> _Указания_:
a: Как в отрывке названы критики?
b: Перепишите из отрывка фрагмент, начиная со слов «Утешь, умири незамиренных» и заканчивая словами «когда – есть?».

> _Текст отрывка_:
-----

В «Зиме. Первопутке» -
О, длись, светло-светлая музыка снега!
Ты – шалость,
ты – нежность,
ты – радость,
ты – счастье.
Мы снова в твоей очищающей власти.
Утешь, умири незамиренных нас.
И важно ли знать, что всего лишь на час.
- ну чем же, чем этот восторг бледнее излияний «Серебряного Века»? Да ничем, а не попал в пресловутый «фокус рассмотрения», не захотели господа присяжные-пристяжные (так именую критиков) соизволить сиим строкам сбыться по какому-нибудь радио, и как будто бы нет их и никогда не было. Вот чудеса! Как же – не было, когда – есть?
Поэзия такого рода рождается из опасения, что канонические слова молитвы вдруг затеряются на полдороге, и не услышит Господь, как мучается Русь, как она страждет, и как её убивают.

-----

> _Содержимое набора данных_:
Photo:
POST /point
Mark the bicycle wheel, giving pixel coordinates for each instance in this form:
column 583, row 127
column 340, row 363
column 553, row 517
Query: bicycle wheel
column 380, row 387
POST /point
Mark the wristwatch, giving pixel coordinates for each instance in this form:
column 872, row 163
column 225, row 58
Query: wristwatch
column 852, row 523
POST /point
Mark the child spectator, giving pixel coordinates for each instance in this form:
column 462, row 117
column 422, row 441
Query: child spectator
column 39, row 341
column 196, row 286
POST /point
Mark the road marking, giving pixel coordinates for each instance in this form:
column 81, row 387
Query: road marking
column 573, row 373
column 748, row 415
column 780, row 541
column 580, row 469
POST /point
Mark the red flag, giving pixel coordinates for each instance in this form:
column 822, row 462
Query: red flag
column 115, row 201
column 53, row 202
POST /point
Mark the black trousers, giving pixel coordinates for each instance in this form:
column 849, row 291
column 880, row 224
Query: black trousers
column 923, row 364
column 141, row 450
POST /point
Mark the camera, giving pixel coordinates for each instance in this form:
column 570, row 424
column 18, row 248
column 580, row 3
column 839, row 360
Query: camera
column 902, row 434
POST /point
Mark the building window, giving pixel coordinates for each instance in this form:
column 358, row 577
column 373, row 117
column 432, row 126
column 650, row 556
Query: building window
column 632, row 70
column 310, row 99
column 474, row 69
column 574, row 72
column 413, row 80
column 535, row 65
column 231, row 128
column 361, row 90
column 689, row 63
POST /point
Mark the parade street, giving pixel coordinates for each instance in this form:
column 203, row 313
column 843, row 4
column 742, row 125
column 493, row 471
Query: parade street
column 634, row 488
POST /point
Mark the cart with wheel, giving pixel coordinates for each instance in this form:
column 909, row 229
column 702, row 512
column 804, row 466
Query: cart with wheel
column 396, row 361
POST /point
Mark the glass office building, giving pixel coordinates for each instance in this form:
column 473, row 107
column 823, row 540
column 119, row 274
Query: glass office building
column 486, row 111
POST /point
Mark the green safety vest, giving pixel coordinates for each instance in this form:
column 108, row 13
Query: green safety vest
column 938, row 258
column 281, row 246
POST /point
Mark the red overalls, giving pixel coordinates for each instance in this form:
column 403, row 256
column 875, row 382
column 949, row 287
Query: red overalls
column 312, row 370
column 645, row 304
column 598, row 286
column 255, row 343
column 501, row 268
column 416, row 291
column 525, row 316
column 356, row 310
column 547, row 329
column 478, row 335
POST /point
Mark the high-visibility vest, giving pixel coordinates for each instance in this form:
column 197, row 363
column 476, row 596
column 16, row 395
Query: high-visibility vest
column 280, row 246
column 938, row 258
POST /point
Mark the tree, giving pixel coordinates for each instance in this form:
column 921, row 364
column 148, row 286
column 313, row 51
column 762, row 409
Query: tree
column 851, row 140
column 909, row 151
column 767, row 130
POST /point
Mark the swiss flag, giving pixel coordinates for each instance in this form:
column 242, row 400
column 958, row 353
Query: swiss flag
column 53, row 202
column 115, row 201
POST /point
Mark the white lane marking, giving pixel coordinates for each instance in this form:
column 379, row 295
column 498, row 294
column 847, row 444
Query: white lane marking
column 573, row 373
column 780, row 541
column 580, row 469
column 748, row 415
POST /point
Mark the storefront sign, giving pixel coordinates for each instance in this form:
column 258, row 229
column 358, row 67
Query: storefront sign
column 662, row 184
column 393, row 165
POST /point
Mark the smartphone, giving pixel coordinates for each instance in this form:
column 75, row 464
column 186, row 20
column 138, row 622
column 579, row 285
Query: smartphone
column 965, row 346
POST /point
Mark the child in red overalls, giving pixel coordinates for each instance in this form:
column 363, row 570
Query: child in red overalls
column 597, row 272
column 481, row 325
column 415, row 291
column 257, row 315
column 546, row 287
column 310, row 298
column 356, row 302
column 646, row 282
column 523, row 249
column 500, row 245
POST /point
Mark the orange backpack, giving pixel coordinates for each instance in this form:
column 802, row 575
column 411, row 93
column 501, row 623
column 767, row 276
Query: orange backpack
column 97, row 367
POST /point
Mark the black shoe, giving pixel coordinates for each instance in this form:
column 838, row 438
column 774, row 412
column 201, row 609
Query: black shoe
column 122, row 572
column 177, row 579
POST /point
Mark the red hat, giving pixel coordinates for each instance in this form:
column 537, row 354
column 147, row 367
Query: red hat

-----

> _Ответы по заданиям_:
a: Господа присяжные-пристяжные.

b:
Утешь, умири незамиренных нас.
И важно ли знать, что всего лишь на час.
- ну чем же, чем этот восторг бледнее излияний «Серебряного Века»? Да ничем, а не попал в пресловутый «фокус рассмотрения», не захотели господа присяжные-пристяжные (так именую критиков) соизволить сиим строкам сбыться по какому-нибудь радио, и как будто бы нет их и никогда не было. Вот чудеса! Как же – не было, когда – есть?